• [Direction]: Can you quote the lines below word for word, omitting the pictures from your reply?

— Start Given data —

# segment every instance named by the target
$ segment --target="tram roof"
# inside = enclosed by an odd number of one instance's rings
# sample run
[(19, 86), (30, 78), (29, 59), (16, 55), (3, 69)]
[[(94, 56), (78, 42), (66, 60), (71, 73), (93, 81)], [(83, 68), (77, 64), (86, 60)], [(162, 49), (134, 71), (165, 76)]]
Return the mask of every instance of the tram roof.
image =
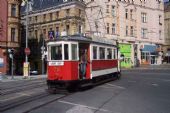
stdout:
[(80, 35), (62, 36), (60, 38), (48, 40), (47, 42), (55, 42), (55, 41), (78, 41), (84, 43), (98, 43), (98, 44), (116, 46), (116, 41), (114, 40), (110, 40), (107, 38), (100, 38), (100, 37), (90, 38), (90, 37), (80, 36)]

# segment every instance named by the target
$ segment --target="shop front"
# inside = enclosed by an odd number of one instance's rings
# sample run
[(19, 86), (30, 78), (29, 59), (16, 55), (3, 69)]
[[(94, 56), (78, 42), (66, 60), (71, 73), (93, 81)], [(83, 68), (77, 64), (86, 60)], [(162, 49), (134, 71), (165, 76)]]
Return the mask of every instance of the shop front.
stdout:
[(124, 56), (121, 61), (121, 67), (131, 68), (132, 67), (132, 45), (131, 44), (119, 44), (120, 54)]
[(161, 55), (157, 45), (144, 45), (141, 49), (141, 64), (161, 64)]

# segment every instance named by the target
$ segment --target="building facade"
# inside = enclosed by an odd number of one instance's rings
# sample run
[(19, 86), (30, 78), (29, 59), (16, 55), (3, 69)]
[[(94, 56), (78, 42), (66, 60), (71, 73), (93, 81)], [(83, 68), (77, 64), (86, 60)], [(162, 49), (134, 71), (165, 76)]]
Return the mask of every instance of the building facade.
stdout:
[[(0, 72), (11, 72), (8, 49), (19, 47), (19, 6), (20, 0), (0, 1)], [(14, 68), (16, 68), (14, 60)]]
[(170, 63), (170, 2), (165, 2), (165, 45), (164, 45), (164, 62)]
[[(164, 44), (163, 0), (85, 0), (86, 32), (119, 42), (125, 67), (161, 64)], [(131, 51), (121, 50), (127, 47)], [(130, 46), (130, 47), (129, 47)]]
[[(28, 14), (30, 67), (41, 72), (41, 47), (46, 40), (65, 35), (82, 35), (85, 4), (82, 0), (34, 0)], [(23, 12), (22, 19), (26, 18)], [(24, 24), (25, 21), (23, 21)]]

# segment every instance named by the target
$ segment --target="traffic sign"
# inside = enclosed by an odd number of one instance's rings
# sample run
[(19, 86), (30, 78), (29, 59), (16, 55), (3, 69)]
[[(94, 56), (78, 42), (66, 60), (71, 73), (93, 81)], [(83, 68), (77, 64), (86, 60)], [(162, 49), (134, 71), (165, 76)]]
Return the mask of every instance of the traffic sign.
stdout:
[(31, 53), (30, 48), (25, 48), (25, 54), (30, 55), (30, 53)]

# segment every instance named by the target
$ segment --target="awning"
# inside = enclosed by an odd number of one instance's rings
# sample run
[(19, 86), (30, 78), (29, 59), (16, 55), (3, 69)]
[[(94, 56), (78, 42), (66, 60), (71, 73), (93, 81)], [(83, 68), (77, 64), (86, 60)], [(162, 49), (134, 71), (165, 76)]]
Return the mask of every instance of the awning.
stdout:
[(142, 51), (148, 51), (148, 52), (156, 52), (156, 45), (144, 45), (144, 48)]

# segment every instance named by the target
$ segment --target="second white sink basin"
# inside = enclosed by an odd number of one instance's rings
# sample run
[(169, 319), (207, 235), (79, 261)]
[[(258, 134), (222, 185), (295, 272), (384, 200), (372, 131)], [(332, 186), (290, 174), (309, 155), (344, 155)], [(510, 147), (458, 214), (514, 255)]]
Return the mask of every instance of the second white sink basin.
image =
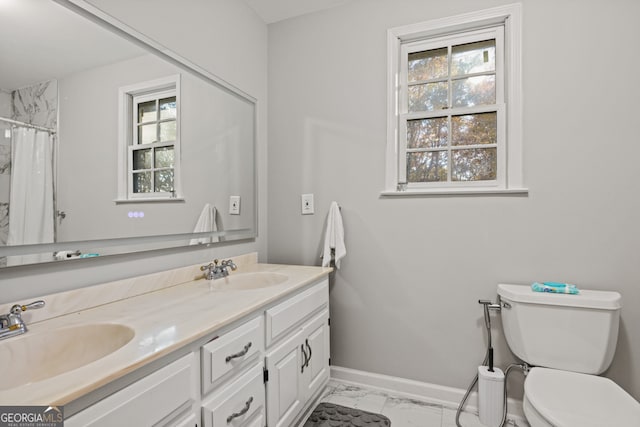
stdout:
[(127, 344), (133, 329), (99, 323), (27, 332), (0, 341), (0, 390), (46, 380), (101, 359)]
[(289, 276), (271, 271), (258, 271), (255, 273), (231, 273), (229, 276), (213, 280), (211, 286), (217, 290), (224, 291), (246, 291), (251, 289), (261, 289), (269, 286), (279, 285), (286, 282)]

— End Given data —

• [Exercise answer]:
# segment every instance named by the target
$ segment --target="tram roof"
# inside = enclosed by an odd number of one instance's rings
# sample run
[(19, 86), (30, 78), (29, 59), (16, 55), (3, 69)]
[[(94, 56), (78, 42), (66, 60), (71, 73), (93, 81)], [(83, 68), (77, 64), (86, 60)], [(162, 49), (134, 71), (165, 76)]]
Return the mask of every instance of the tram roof.
image =
stdout:
[(80, 35), (62, 36), (60, 38), (48, 40), (47, 42), (55, 42), (55, 41), (78, 41), (84, 43), (98, 43), (98, 44), (116, 46), (116, 41), (114, 40), (110, 40), (107, 38), (100, 38), (100, 37), (90, 38), (90, 37), (80, 36)]

# segment every instance named by the target
$ segment --target="shop front"
# inside = enclosed by an odd number of one instance's rings
# sample run
[(19, 86), (30, 78), (29, 59), (16, 55), (3, 69)]
[[(94, 56), (78, 42), (66, 60), (71, 73), (93, 81)], [(83, 68), (77, 64), (86, 60)], [(162, 49), (134, 71), (165, 76)]]
Return the mask of every instance of the shop front.
stdout:
[(124, 56), (121, 61), (121, 67), (131, 68), (132, 67), (132, 45), (131, 44), (119, 44), (120, 54)]
[(161, 55), (157, 45), (144, 45), (141, 49), (141, 64), (161, 64)]

# segment every instance named by the target
$ segment --target="building facade"
# inside = enclosed by an odd number of one instance's rings
# sample run
[(19, 86), (30, 78), (29, 59), (16, 55), (3, 69)]
[[(94, 56), (78, 42), (66, 60), (71, 73), (93, 81)], [(83, 68), (77, 64), (86, 60)], [(162, 49), (134, 71), (165, 76)]]
Return the mask of every instance of the building facade.
stdout:
[[(0, 72), (11, 72), (8, 49), (19, 47), (19, 6), (20, 0), (0, 1)], [(14, 68), (16, 68), (14, 60)]]
[(170, 63), (170, 2), (165, 2), (165, 45), (164, 45), (164, 62)]
[[(164, 44), (163, 0), (85, 0), (86, 32), (119, 42), (125, 67), (161, 64)], [(131, 51), (121, 50), (127, 47)], [(130, 46), (130, 47), (129, 47)]]
[[(28, 14), (30, 67), (41, 72), (41, 47), (46, 40), (65, 35), (82, 35), (85, 4), (82, 0), (34, 0)], [(23, 12), (22, 19), (26, 18)], [(24, 24), (25, 21), (23, 21)]]

# segment every instance named by the target
$ segment --target="traffic sign"
# inside = enclosed by an odd number of one instance's rings
# sample run
[(19, 86), (30, 78), (29, 59), (16, 55), (3, 69)]
[[(94, 56), (78, 42), (66, 60), (71, 73), (93, 81)], [(83, 68), (77, 64), (86, 60)], [(162, 49), (134, 71), (165, 76)]]
Return the mask of every instance of the traffic sign.
stdout:
[(31, 53), (30, 48), (25, 48), (25, 54), (30, 55), (30, 53)]

# segment every instance named by the target
$ segment --target="awning"
# inside = enclosed by an odd number of one instance's rings
# sample run
[(19, 86), (30, 78), (29, 59), (16, 55), (3, 69)]
[[(94, 56), (78, 42), (66, 60), (71, 73), (93, 81)], [(83, 68), (77, 64), (86, 60)], [(162, 49), (134, 71), (165, 76)]]
Return the mask of every instance of the awning.
stdout:
[(142, 51), (148, 51), (148, 52), (156, 52), (156, 45), (144, 45), (144, 48)]

# segment every instance named by the target
$ segment --target="second white sink basin"
# inside = enclosed by an odd number of one instance's rings
# sample run
[(169, 319), (207, 235), (79, 261)]
[[(258, 134), (222, 185), (295, 272), (384, 200), (372, 131)], [(332, 186), (290, 174), (309, 155), (344, 155)], [(510, 147), (458, 214), (514, 255)]]
Return the mask of every instance of the second white sink basin.
image =
stdout:
[(127, 344), (133, 329), (99, 323), (27, 332), (0, 341), (0, 390), (46, 380), (101, 359)]
[(289, 276), (271, 271), (258, 271), (255, 273), (231, 273), (229, 276), (213, 280), (211, 286), (217, 290), (224, 291), (246, 291), (251, 289), (261, 289), (269, 286), (279, 285), (286, 282)]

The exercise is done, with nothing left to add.